Source passage>
BEGIN

UV exposure during childhood and adolescence has a significant impact on future skin cancer risk. Damage from UV exposure adds up over time, so the more you’re exposed, the greater your risk of skin cancer.

In this month’s issue of Retail Pharmacy Assistants e-magazine, Hailey Settineri looks at the importance of staying sun-smart when back to school.

Justine Osborne is the manager of SunSmart Schools and Early Childhood Program and chairs the National SunSmart Schools and Early Childhood Working Group. She says children attend early childhood services and schools during peak UV periods, so it’s especially important to protect them from UV.

“Any activity outdoors brings UV exposure,” she said. “This includes outdoor learning, PE lessons, sports days, excursions, school camps and recess times. Depending on the time and location, even the walk to and from school may require sun protection.

“You can’t see or feel UV but it’s out there every day and its effects add up over time. Your skin has a brilliant memory and never forgets.”

END

The problem>
Answer these questions from the school sun-safety passage:
1. Which e-magazine carries Hailey Settineri's piece on staying sun-smart when back to school?
2. What group does Justine Osborne chair?
3. According to the passage, what happens to damage from UV exposure over time?
The entries have nothing to do with the text.

Collection entries>
BEGIN

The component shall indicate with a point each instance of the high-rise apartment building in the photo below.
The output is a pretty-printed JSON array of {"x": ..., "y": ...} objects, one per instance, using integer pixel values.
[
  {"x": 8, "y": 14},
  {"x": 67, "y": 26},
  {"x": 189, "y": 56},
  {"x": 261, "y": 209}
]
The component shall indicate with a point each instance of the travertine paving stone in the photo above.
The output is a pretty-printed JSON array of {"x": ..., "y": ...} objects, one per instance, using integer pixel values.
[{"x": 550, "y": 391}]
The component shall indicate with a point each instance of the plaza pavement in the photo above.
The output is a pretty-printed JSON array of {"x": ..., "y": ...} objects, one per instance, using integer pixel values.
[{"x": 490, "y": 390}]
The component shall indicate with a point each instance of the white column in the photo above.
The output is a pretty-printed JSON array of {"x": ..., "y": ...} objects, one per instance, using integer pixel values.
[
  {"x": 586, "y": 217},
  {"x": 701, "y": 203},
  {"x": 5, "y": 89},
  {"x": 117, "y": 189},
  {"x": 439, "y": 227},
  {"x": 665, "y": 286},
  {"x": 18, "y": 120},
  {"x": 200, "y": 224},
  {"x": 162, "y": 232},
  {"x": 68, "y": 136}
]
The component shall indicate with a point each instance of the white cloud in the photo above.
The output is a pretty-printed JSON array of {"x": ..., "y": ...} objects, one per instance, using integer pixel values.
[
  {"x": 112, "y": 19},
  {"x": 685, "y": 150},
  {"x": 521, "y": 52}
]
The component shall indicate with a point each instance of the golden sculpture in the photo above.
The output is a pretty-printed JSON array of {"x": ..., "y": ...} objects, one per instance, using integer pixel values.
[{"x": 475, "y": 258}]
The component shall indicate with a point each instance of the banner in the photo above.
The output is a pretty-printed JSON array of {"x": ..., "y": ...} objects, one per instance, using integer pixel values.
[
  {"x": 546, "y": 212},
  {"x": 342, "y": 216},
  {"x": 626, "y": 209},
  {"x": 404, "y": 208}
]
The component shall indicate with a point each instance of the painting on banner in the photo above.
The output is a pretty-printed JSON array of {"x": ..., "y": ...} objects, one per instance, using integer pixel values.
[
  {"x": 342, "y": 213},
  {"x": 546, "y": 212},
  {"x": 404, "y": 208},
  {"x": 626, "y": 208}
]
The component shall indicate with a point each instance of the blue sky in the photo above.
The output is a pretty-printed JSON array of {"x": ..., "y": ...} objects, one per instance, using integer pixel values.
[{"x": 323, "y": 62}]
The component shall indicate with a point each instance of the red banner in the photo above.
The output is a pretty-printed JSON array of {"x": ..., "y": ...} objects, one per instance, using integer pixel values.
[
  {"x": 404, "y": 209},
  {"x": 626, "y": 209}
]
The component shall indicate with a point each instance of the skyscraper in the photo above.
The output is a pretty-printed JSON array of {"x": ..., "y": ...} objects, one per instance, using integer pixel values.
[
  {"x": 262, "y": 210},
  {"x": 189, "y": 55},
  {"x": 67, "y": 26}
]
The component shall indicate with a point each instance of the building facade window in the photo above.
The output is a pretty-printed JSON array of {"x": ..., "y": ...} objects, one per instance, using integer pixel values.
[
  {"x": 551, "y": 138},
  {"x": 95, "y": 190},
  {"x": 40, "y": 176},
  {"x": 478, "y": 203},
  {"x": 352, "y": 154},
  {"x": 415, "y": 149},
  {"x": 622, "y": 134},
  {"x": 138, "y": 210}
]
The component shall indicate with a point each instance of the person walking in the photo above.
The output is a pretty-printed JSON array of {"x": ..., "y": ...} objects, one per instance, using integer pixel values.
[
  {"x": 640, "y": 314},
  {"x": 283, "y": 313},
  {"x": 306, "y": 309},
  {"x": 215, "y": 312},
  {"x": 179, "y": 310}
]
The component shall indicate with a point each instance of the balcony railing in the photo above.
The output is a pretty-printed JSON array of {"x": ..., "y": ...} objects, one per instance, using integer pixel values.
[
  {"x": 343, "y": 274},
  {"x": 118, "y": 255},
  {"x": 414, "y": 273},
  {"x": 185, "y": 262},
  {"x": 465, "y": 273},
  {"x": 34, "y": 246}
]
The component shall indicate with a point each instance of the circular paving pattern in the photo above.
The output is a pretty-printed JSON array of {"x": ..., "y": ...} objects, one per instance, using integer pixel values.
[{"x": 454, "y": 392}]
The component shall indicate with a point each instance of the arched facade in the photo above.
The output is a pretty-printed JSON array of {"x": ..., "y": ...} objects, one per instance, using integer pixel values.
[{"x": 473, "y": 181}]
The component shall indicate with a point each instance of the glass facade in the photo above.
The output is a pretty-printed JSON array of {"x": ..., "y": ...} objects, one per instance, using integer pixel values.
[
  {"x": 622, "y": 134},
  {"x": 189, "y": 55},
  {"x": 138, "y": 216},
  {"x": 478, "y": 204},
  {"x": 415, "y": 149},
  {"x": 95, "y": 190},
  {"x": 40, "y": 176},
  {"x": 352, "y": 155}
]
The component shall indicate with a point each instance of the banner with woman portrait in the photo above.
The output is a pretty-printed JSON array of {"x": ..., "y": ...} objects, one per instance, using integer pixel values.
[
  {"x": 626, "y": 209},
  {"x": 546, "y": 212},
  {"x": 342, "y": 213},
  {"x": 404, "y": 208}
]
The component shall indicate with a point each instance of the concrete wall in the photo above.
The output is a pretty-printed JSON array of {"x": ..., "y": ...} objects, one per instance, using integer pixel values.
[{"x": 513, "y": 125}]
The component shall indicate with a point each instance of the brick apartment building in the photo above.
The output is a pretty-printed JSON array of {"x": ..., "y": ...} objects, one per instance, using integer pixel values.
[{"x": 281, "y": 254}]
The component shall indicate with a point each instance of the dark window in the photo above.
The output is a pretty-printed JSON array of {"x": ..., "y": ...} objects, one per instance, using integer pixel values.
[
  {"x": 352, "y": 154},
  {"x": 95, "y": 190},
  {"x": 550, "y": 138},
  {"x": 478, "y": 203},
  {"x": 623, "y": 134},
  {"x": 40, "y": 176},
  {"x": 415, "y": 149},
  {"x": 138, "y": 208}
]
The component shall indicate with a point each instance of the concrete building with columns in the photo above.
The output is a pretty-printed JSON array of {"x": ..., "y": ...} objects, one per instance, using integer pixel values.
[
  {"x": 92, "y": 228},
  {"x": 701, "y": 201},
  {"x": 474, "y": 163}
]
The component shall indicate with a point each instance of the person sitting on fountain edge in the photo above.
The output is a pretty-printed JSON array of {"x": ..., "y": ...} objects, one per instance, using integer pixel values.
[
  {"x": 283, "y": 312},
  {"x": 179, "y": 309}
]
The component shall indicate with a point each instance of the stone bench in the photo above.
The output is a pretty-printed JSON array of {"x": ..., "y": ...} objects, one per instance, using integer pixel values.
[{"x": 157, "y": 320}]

END

Solution to this problem>
1. Retail Pharmacy Assistants e-magazine
2. The National SunSmart Schools and Early Childhood Working Group
3. It adds up, so more exposure means a greater risk of skin cancer.